_What needs to be done_
Exactly reproduce the line that contains "Pick out the blurred background, placing" and all lines after it in the entries below, through the very last line.

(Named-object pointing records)
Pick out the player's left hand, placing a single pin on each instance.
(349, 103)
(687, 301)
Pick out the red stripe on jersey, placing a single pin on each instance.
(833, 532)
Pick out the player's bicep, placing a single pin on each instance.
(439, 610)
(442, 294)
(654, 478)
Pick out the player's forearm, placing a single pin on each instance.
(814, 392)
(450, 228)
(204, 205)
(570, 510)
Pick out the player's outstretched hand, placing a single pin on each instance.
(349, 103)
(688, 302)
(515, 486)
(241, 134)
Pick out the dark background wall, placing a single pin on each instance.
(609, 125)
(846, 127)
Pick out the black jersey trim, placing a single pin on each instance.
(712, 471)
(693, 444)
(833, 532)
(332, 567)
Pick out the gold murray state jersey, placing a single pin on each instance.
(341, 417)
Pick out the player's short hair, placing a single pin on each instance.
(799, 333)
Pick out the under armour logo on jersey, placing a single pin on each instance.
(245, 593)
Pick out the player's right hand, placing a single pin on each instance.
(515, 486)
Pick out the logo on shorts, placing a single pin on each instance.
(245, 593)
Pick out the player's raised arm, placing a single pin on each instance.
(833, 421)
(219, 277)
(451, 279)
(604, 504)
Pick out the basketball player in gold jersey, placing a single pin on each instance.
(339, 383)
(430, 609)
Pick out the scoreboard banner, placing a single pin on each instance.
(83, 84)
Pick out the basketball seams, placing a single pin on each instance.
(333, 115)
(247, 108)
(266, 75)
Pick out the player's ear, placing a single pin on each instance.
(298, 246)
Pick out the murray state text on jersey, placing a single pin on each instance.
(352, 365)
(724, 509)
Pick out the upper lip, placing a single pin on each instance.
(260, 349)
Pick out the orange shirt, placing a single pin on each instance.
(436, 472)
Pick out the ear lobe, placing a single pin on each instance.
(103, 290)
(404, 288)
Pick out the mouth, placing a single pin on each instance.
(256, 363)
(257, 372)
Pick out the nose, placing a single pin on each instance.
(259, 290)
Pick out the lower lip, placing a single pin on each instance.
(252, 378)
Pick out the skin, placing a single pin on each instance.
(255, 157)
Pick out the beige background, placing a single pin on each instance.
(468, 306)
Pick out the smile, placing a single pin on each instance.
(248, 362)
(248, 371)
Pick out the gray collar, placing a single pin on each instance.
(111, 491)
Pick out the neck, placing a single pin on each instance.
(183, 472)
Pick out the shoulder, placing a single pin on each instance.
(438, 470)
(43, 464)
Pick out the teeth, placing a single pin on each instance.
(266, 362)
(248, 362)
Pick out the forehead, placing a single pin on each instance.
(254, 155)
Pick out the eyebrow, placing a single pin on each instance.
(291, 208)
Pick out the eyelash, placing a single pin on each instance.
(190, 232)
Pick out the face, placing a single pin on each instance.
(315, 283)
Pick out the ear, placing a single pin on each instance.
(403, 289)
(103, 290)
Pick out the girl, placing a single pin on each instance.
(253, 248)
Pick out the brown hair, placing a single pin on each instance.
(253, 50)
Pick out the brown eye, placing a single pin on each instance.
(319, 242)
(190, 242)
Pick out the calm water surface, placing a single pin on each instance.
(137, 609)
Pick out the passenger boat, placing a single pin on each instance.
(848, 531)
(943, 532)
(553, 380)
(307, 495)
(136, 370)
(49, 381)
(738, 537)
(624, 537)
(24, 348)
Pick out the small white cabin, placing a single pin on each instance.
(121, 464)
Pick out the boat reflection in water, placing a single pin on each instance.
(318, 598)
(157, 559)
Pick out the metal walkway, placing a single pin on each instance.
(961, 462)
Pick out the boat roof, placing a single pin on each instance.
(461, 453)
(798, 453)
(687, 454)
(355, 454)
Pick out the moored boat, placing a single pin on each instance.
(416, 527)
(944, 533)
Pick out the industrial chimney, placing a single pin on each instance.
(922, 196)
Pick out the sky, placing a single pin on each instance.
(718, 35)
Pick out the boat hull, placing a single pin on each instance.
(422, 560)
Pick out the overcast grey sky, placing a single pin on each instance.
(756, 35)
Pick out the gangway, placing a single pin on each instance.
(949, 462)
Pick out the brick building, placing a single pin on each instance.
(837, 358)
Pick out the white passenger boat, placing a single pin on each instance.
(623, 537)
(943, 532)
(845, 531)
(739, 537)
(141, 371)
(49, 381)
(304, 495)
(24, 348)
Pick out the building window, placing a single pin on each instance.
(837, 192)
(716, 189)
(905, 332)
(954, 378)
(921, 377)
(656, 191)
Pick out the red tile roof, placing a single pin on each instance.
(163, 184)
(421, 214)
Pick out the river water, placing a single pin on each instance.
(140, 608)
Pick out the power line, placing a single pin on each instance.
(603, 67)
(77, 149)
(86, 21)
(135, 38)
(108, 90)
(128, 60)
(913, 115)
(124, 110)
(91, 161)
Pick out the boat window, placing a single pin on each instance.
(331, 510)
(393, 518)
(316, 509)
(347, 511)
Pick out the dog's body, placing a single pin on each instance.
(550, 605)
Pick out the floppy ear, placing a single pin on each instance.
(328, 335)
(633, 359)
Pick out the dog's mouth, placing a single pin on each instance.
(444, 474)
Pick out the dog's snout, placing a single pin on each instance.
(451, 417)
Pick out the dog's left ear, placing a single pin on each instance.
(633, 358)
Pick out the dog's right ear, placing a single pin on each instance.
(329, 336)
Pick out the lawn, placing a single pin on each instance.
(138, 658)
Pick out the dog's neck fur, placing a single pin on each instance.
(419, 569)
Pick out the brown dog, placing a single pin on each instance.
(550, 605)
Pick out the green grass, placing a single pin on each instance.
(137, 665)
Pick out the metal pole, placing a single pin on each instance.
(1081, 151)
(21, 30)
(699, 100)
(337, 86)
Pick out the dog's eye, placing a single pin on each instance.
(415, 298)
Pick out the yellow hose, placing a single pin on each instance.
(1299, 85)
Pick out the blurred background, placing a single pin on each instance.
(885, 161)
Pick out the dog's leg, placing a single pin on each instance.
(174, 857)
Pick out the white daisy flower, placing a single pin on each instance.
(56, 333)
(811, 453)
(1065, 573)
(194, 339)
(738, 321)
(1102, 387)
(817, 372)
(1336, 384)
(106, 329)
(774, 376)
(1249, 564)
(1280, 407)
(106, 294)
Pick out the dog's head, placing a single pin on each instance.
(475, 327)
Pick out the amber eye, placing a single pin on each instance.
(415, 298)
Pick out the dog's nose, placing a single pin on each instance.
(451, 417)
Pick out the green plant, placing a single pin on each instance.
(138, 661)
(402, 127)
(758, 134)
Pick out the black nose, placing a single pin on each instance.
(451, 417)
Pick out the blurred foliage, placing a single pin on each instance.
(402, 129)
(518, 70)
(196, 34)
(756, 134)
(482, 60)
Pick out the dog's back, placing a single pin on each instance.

_Solution for this task_
Pick out the blurred background, placing a single pin on each instance.
(885, 161)
Pick out the dog's leg, placing a single pin on each instance.
(174, 857)
Pick out the white daisy flower, placing a single pin on each instance.
(56, 333)
(811, 453)
(1065, 573)
(194, 339)
(738, 321)
(1102, 387)
(817, 372)
(1336, 384)
(106, 329)
(774, 376)
(1249, 564)
(1280, 407)
(106, 294)
Pick out the dog's head, placing a single pin on each instance.
(475, 327)
Pick out the amber eye, placing a single pin on each instance.
(415, 298)
Pick out the dog's nose, placing a single pin on each instance.
(451, 417)
Pick out the green plant, placing a single pin on each instance.
(138, 661)
(402, 127)
(758, 134)
Pick out the black nose, placing a single pin on each instance.
(451, 417)
Pick out the blurred foliage, placing a single pin on each instance.
(402, 129)
(518, 70)
(196, 34)
(756, 134)
(482, 60)
Pick out the dog's back, placing a single pin on each instance.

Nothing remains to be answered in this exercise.